▶ [Instruction]
Lay out the lines of the data below as a numbered list, omitting any blank lines.

Point annotation data
..............................

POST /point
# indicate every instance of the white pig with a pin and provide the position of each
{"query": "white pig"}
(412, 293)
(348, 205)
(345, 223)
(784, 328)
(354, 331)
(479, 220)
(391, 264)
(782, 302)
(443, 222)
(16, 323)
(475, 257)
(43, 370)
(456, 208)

..............................

▶ [Exercise output]
1. POST /point
2. # indicate every instance of the white pig with a pin and provide the position of each
3. {"query": "white pig"}
4. (412, 293)
5. (348, 205)
6. (345, 223)
7. (784, 328)
8. (354, 331)
9. (479, 220)
10. (391, 264)
11. (782, 302)
12. (443, 222)
13. (16, 323)
14. (475, 257)
15. (43, 370)
16. (456, 208)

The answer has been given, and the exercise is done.